Task objective: Every record below needs to be retyped exactly as it appears.

☆ ☆ ☆ ☆

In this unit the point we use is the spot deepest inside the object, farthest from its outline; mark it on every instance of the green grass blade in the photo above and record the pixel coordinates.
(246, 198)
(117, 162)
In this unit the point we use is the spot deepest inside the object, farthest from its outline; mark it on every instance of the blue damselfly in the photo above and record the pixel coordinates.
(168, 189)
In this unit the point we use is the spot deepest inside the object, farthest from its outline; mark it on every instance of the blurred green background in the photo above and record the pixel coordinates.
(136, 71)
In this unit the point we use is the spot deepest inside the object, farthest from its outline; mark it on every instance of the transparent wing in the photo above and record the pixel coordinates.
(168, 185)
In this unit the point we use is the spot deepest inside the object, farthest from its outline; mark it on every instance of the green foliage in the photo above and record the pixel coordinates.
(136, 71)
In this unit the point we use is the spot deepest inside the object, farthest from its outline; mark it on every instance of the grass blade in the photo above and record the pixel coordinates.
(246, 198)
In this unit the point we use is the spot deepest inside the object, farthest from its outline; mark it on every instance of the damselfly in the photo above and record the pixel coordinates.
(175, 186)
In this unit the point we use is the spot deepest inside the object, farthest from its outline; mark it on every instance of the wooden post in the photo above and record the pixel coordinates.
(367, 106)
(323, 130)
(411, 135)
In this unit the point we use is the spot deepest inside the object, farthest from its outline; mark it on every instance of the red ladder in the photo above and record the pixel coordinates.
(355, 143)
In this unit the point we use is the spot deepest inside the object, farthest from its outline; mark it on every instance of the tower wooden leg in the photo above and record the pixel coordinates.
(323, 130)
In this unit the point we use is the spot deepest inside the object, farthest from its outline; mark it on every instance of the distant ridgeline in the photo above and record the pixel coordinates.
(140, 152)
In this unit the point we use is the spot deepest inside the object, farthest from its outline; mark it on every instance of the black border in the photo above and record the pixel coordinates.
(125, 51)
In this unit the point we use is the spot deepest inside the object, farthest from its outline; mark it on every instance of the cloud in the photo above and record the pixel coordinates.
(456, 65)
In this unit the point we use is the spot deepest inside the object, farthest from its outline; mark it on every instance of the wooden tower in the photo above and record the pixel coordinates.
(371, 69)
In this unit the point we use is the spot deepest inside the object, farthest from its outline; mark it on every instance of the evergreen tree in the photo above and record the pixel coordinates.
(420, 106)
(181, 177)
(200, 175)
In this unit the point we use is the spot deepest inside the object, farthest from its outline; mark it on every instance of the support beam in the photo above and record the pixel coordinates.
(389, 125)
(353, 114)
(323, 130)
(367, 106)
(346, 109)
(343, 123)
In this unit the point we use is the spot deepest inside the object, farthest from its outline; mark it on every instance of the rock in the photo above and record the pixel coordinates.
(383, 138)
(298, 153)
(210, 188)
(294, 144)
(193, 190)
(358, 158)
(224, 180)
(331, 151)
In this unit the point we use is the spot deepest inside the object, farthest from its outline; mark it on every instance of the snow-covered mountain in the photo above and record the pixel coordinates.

☆ ☆ ☆ ☆

Solution to the exercise:
In this unit the point we use is the spot deepest inside the object, farthest from its outline; mark it on every instance of the green grass blade in the photo above and record the pixel coordinates.
(246, 198)
(117, 162)
In this unit the point we use is the spot deepest inside the object, farthest from its outline; mark it on every instance of the blue damselfly in the photo above and record the pixel coordinates.
(168, 189)
In this unit the point we use is the spot deepest inside the object, farthest from its outline; mark it on every instance of the blurred green background in the photo above and record the pixel coordinates.
(136, 71)
In this unit the point we use is the spot deepest inside the object, farthest from its outline; mark it on every instance of the transparent wing in the photo above and record the pixel coordinates.
(168, 185)
In this unit the point we use is the spot deepest inside the object, farthest from its outline; mark it on every instance of the green foliage in the photo above and record the pixel coordinates.
(136, 71)
In this unit the point we use is the spot deepest inside the object, farthest from its outline; mark it on every instance of the grass blade in the photo above and record the pixel coordinates.
(246, 198)
In this unit the point we use is the spot deepest inside the object, farthest from its outline; mark it on every instance of the damselfly in the photo above and record the pixel coordinates.
(175, 186)
In this unit the point we use is the spot deepest inside the object, farthest from its outline; mark it on every instance of the wooden post in the photo above and record the pixel coordinates.
(367, 106)
(323, 130)
(411, 135)
In this unit the point we use is the spot deepest inside the object, farthest from its outline; mark it on every instance of the red ladder in the photo above and record the pixel coordinates.
(355, 143)
In this unit the point we use is the spot deepest inside the object, farthest from its outline; mark it on every instance of the tower wooden leg in the photo above and record the pixel coordinates.
(323, 130)
In this unit the point we use is the spot deepest inside the object, farthest from its outline; mark it on every instance of the distant ridgeline in the photo above and record the pixel coordinates.
(140, 152)
In this unit the point we use is the spot deepest inside the object, farthest from its outline; mark it on every instance of the black border in the photo above and record the pixel coordinates.
(125, 51)
In this unit the point we use is the spot deepest inside the object, farthest from its outline; mark it on every instance of the cloud in the photo above and record the pixel coordinates.
(456, 65)
In this unit the point we use is the spot deepest inside the object, farthest from its outline; mark it on every instance of the wooden tower in the photo above and record the pixel coordinates.
(371, 69)
In this unit the point we use is the spot deepest inside the object, farthest from its outline; mark it on every instance of the evergreen tree in the photo above and record the pixel coordinates.
(420, 106)
(181, 177)
(200, 175)
In this unit the point we use is the spot deepest inside the object, farthest from its outline; mark it on every instance of the support beam in the photo above and record the pixel coordinates.
(389, 125)
(353, 114)
(323, 130)
(367, 106)
(346, 109)
(343, 123)
In this unit the point we use is the spot deepest inside the object, farthest from its outline; mark it on every instance of the rock in the photo above and record the pixel coordinates.
(383, 138)
(298, 153)
(210, 188)
(294, 144)
(193, 190)
(358, 158)
(224, 180)
(331, 151)
In this unit the point we use is the spot deepest inside the object, farthest from its outline; mark it on every instance of the snow-covered mountain in the photo above and record the pixel coordinates.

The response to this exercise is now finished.